[Items listed in a dataset]

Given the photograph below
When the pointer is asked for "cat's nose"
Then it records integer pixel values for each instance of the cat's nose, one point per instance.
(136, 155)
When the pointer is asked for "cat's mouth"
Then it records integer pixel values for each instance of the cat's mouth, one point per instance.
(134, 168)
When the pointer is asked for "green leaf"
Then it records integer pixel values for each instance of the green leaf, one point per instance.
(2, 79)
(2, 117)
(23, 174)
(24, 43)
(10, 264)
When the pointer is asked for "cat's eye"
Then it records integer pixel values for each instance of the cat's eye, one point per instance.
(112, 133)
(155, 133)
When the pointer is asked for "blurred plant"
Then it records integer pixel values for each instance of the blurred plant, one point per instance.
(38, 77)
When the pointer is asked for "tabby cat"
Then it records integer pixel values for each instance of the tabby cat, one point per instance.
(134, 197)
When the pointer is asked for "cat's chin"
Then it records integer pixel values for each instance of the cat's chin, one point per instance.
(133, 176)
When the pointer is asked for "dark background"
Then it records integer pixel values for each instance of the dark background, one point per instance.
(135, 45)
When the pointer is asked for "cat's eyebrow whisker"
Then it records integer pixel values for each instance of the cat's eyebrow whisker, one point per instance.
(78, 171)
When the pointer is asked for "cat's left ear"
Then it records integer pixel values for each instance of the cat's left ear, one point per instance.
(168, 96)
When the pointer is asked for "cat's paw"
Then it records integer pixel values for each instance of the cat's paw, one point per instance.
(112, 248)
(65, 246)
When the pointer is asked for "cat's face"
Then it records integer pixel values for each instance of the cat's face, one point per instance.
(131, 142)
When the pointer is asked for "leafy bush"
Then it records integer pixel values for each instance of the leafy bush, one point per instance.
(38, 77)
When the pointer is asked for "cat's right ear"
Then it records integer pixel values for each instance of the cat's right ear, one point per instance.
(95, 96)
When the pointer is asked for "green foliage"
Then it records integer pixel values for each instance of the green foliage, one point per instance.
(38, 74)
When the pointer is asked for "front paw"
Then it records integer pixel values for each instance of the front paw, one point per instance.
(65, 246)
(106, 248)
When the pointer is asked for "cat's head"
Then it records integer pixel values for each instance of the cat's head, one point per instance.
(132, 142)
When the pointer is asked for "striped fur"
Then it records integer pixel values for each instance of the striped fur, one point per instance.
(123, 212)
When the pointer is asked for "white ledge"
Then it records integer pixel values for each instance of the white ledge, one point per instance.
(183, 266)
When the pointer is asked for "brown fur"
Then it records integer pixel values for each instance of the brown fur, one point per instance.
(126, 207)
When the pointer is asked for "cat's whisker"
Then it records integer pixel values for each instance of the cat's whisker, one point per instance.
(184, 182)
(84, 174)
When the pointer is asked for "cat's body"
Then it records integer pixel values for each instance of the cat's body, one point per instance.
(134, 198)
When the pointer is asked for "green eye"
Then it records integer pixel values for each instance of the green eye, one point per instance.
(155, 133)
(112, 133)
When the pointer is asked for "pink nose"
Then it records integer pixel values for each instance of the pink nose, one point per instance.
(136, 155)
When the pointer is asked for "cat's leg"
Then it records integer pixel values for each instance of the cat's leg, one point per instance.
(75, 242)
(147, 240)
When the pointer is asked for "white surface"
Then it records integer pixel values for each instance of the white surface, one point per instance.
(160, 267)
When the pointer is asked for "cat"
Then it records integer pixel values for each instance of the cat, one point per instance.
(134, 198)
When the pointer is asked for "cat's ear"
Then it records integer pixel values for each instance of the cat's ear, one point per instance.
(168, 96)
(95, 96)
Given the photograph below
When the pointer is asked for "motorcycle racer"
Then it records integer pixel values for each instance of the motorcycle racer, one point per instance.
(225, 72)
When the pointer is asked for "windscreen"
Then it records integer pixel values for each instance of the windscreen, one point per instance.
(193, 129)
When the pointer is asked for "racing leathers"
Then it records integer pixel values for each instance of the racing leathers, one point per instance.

■ **TASK ITEM**:
All the lines that hold the word "racing" must appear in the answer, copied from the records.

■ **FINISHED EXERCISE**:
When the pointer is asked for "racing leathers"
Then it records integer pixel values for each instance of the racing leathers, one point per instance.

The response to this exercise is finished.